● **EXTRACT TO READ**
start
October 11, 2021


For many reasons, Ross Guieb is determined that The Texas A&M University System’s George H.W. Bush Combat Development Complex (BCDC) achieves its mission. An innovation hub like no other in the country, the BCDC promises to be good for the nation, the state and the university. But maybe most importantly for him, it promises to be good for his family.

Guieb, who recently retired as a colonel with the Army Futures Command to become executive director of the BCDC, has twin sons in the Corps of Cadets who will commission in two years. The work conducted at the complex on the RELLIS Campus—Texas A&M’s 2,000-acre integrated education, research and testing institution—will ensure that his sons and all other members of the military are safer and more effective as they perform their jobs of protecting the United States.

“I’ve got skin in the game,” Guieb said. “If we have to fight, I want it to be unfair—unfair on our side. The BCDC is all about gaining overmatch.” This means that Texas A&M has become one of the leading sites in the U.S. for researching, designing, testing and building the military of tomorrow.
end
Dataset items:
start
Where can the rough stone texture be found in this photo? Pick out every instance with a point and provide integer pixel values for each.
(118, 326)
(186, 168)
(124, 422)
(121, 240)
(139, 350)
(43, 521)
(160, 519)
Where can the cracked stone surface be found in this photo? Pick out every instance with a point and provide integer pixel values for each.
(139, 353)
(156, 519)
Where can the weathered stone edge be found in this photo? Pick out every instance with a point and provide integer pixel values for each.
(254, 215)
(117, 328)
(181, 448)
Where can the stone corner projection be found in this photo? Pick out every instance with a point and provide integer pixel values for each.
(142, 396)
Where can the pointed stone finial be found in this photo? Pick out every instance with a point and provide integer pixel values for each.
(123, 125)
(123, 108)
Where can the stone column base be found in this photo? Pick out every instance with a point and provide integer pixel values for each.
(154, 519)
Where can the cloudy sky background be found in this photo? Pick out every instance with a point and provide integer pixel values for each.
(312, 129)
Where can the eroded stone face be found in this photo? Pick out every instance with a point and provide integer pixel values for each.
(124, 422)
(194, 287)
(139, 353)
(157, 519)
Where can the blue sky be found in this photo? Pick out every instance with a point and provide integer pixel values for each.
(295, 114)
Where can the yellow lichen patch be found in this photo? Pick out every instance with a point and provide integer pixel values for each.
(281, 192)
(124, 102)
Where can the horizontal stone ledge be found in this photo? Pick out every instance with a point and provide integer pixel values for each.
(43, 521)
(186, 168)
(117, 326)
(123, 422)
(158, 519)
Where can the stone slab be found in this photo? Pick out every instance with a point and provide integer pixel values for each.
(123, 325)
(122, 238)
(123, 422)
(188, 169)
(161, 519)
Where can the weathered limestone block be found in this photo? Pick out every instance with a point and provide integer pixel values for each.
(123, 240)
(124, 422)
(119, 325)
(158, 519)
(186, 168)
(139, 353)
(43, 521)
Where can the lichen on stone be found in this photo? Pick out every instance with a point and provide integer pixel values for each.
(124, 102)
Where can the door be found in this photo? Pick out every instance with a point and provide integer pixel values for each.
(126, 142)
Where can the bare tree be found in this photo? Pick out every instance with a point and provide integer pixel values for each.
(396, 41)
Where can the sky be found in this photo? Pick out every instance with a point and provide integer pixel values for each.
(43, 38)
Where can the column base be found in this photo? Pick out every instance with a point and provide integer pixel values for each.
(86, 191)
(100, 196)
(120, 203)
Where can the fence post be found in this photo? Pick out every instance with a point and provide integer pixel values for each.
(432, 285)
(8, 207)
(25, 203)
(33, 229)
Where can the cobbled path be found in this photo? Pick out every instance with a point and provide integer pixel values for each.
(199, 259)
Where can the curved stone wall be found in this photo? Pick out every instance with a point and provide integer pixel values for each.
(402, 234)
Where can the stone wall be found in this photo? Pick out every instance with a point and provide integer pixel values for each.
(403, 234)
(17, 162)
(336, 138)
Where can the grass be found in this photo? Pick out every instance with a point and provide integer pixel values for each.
end
● **DIRECTIONS**
1. Answer these questions using the BCDC article:
(a) From what rank and organization did Ross Guieb retire?
(b) How large is the RELLIS Campus?
(c) According to Guieb, what is the BCDC all about?
2. Carry on the BCDC article from the point where it stops.
The dataset items are not required for any of this work.

● **IN RESPONSE**
1.
(a) He retired as a colonel with the Army Futures Command.
(b) It covers 2,000 acres.
(c) Gaining overmatch.

2.
The complex is “really all about what we believe at Army Futures Command—that America’s tomorrow is worth protecting and it’s worth starting that today, right here, right now,” said Gen. John Murray, AFC, at the 2019 groundbreaking ceremony. Banks, now president of Texas A&M and vice chancellor for national security strategic initiatives, said that the Texas A&M System “is perfectly positioned to accelerate Army modernization through a one-of-a-kind combination of expertise, facilities, culture and organization.”

With the Bush School of Government and Public Service—and the final resting places of George H.W. and Barbara Bush—located on campus, it made sense to name the facility after the 41st president. “What we’re doing is the same thing that he spent his entire life doing: improving national security,” Guieb said.


Speed Saves

In a high-tech world, where breakthroughs seem to come every day, quick decision-making is critical. The Army knows that to ensure military prowess, combat and deterrence technology development must mimic the pace of software creation in Silicon Valley.

The initiative will not only save time but money as well; it’s cheaper to tweak along the way than to get far down the road before discovering a problem. “We don’t want to get to the end of a project and have our partner say that’s not quite what we wanted,” Guieb said. “This is all about getting things out of the labs and into the users’ hands as fast and efficiently as we can.”

The Research Integration Center

is a three-story building completed last month that will be the intellectual hub of innovation and the command center to direct and evaluate testing on the BCDC grounds and atther facilities. Among the features that make the facility a researcher’s dream are a wall of video feeds, thermal imagery, data streams, analytics and map overlays for real-time analysis. This visual presentation can speed up test insights and help identify needed design changes.

In addition to storing and curating data, this facility will house offices for researchers and U.S. Army personnel, laboratories, a machine shop and spaces for product development.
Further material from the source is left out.